* [EXERCISE DETAILS]: Copy everything in the Jetta fuse box thread from "Alright, I feel" down to "many other issues.", word for word.

** START TEXT SEGMENT **

# Fuse block diagram for 99 Jetta (MK3) VR6?



## djkraz (Sep 20, 2016)

OK, I bought a used 99 Jetta VR6 MK3 and the body is in incredible shape, however it's got some pretty serious other issues including the wiring. I'm having issues finding the exact fuse box diagram for the one I have. I did order a bentley book but I'm not confident it will have it either as I've spent many hours googling and looking at pictures and none so far match the one I have (though many are close). I have a feeling it may be missing a relay or 2 so I'd really like to find out what is what. Any help would be GREATLY appreciated!


----------



## Tybagv20 (Feb 14, 2016)

wrong forum.... yada yada search.... yada yada. So on and so forth.


----------



## djkraz (Sep 20, 2016)

Well, if you read my post you would know that I've already spent many hours searching with no luck... Also, the reason I posted here is because if you go by the name of the forum, it's the exact same thing as the other forum, just less specific and none of them are specific to electrical issues so your condescending "Yada Yada" is just showing you as an arrogant jerk rather than someone who actually wants to help...


----------



## Tybagv20 (Feb 14, 2016)

:wave:


----------



## Tybagv20 (Feb 14, 2016)

ok just having a little fun with you. But i am looking for you


----------



## Tybagv20 (Feb 14, 2016)

Can you please post a picture of what you do have. What are some of the electrical problems it is having?


----------



## djkraz (Sep 20, 2016)

Alright, I feel like an idiot now. I swear I read the descriptions but I must have skimmed them and focused on the title. Thanks for not being a jerk in response to my comment...

Anyway, when I posted this it was right after I got the car and I was having cooling fan issues which I since resolved. It turns out the guage was just reading much higher than actual so when I thought it was overheating, it actually wasn't even close. I thought maybe it was a fuse however I have not found a single fuse box diagram that matches mine out of the many 100's I've found.

Now, I'm having many other issues.

** END TEXT SEGMENT **
** START DATA SECTION **

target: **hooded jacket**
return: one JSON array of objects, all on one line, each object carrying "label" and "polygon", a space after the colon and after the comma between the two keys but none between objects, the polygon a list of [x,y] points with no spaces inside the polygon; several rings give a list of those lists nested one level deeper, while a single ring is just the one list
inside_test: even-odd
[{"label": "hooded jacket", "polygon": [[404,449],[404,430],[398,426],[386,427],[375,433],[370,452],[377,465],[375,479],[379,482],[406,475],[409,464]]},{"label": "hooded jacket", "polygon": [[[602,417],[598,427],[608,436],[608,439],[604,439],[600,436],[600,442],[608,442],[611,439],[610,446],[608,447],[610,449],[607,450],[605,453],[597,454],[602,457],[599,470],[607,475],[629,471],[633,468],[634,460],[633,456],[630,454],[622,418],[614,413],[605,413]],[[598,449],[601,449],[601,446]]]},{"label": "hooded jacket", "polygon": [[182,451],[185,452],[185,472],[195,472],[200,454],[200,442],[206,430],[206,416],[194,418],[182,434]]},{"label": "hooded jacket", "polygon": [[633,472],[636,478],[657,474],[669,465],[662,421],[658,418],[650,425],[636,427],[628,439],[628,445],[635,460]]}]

** END DATA SECTION **
** START DATA SECTION **

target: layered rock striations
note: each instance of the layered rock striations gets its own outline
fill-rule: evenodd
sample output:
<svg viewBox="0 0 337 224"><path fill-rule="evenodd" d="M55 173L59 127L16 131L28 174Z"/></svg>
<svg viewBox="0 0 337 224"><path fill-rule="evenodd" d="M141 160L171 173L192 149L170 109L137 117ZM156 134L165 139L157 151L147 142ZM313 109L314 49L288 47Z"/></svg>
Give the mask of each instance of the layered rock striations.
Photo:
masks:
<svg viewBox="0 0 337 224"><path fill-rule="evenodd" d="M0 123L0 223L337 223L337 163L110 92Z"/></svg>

** END DATA SECTION **
** START DATA SECTION **

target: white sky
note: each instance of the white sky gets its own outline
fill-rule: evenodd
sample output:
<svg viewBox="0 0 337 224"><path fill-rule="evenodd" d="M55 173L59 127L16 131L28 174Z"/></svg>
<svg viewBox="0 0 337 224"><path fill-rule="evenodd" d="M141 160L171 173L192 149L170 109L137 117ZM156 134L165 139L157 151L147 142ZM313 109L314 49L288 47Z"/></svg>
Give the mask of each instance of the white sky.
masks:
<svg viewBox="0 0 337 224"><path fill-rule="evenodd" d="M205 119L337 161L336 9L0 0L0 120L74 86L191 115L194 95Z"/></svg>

** END DATA SECTION **

* [WRITTEN RESPONSE]:
Alright, I feel like an idiot now. I swear I read the descriptions but I must have skimmed them and focused on the title. Thanks for not being a jerk in response to my comment...

Anyway, when I posted this it was right after I got the car and I was having cooling fan issues which I since resolved. It turns out the guage was just reading much higher than actual so when I thought it was overheating, it actually wasn't even close. I thought maybe it was a fuse however I have not found a single fuse box diagram that matches mine out of the many 100's I've found.

Now, I'm having many other issues.